Required work: The records below need retyping in full; give them again exactly.

Records for the task:
--------------------------------

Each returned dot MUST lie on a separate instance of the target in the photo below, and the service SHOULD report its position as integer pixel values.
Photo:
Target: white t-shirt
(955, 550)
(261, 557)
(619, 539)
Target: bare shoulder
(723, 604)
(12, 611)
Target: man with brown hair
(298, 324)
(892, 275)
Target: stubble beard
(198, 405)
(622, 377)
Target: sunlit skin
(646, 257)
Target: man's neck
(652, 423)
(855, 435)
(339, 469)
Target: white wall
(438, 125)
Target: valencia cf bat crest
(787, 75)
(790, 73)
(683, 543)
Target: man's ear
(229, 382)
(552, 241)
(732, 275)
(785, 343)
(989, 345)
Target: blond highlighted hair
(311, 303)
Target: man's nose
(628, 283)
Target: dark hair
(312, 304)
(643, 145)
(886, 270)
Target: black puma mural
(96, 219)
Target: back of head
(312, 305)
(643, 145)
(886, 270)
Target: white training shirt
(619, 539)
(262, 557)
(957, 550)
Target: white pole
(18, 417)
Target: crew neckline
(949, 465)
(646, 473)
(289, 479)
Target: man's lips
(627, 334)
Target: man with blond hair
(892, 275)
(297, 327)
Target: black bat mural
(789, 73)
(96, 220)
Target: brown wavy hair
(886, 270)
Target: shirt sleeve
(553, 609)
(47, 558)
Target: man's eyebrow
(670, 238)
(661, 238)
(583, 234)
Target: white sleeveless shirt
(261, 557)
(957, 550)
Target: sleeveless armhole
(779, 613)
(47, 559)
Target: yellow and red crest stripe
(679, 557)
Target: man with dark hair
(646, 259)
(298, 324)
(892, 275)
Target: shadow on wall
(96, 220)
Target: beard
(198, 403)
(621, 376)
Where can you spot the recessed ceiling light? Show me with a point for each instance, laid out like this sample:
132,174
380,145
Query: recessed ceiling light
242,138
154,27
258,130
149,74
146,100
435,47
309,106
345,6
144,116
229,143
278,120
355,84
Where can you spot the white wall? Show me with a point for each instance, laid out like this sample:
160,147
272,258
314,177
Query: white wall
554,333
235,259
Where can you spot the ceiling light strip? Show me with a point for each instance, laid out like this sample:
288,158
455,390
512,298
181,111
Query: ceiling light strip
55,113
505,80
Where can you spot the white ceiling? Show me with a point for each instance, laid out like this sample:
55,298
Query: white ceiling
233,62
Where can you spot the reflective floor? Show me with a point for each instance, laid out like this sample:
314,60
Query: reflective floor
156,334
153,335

--------------------------------

The completed task:
Each returned dot MUST lie on a separate instance of the target in the photo below, and the service SHOULD report its position as integer pixel values.
Photo:
Target: white t-shirt
(955, 550)
(261, 557)
(619, 539)
Target: bare shoulder
(723, 604)
(12, 611)
Target: man with brown hair
(298, 324)
(892, 275)
Target: stubble beard
(198, 405)
(622, 377)
Target: sunlit skin
(646, 257)
Target: man's neck
(652, 423)
(855, 435)
(339, 469)
Target: white wall
(438, 125)
Target: valencia cf bat crest
(787, 75)
(790, 73)
(683, 543)
Target: man's ear
(229, 382)
(552, 241)
(732, 275)
(785, 343)
(989, 345)
Target: blond highlighted hair
(311, 303)
Target: man's nose
(628, 283)
Target: dark hair
(312, 304)
(643, 145)
(886, 270)
Target: black puma mural
(96, 219)
Target: back of head
(312, 305)
(643, 145)
(886, 270)
Target: white training shirt
(619, 539)
(262, 557)
(957, 550)
Target: white pole
(18, 417)
Target: crew neckline
(949, 465)
(646, 473)
(289, 479)
Target: man's lips
(627, 334)
Target: man with blond hair
(892, 275)
(297, 327)
Target: black bat mural
(789, 73)
(96, 220)
Target: brown wavy hair
(886, 270)
Target: shirt sleeve
(553, 609)
(47, 558)
Target: man's eyebrow
(670, 238)
(661, 238)
(583, 234)
Target: white sleeveless shirt
(261, 557)
(957, 550)
Target: sleeveless armhole
(779, 613)
(47, 559)
Target: yellow and red crest stripe
(679, 557)
Target: man with dark hair
(646, 259)
(298, 324)
(892, 275)
Target: shadow on wall
(96, 220)
Target: beard
(198, 403)
(621, 376)
Where can you spot the recessed ceiling light? Show me with a point for each instance, laid out like this sample:
132,174
380,145
Query: recessed ceiling light
242,138
154,27
258,130
149,74
146,100
435,47
309,106
345,6
144,116
229,143
278,120
355,84
Where can you spot the white wall? Show me with a point for each instance, laid out like this sample:
160,147
272,258
314,177
Query: white wall
554,333
235,259
Where can you spot the ceiling light strip? Show me with a point for each instance, laid out like this sample:
288,158
455,390
512,298
181,111
Query: ceiling light strip
55,113
505,80
Where can you spot the white ceiling? Show me with a point for each instance, laid out like this sample:
55,298
Query: white ceiling
233,62
Where can you spot the reflective floor? Show me with a point for each instance, laid out like this sample:
314,60
Query: reflective floor
156,334
153,335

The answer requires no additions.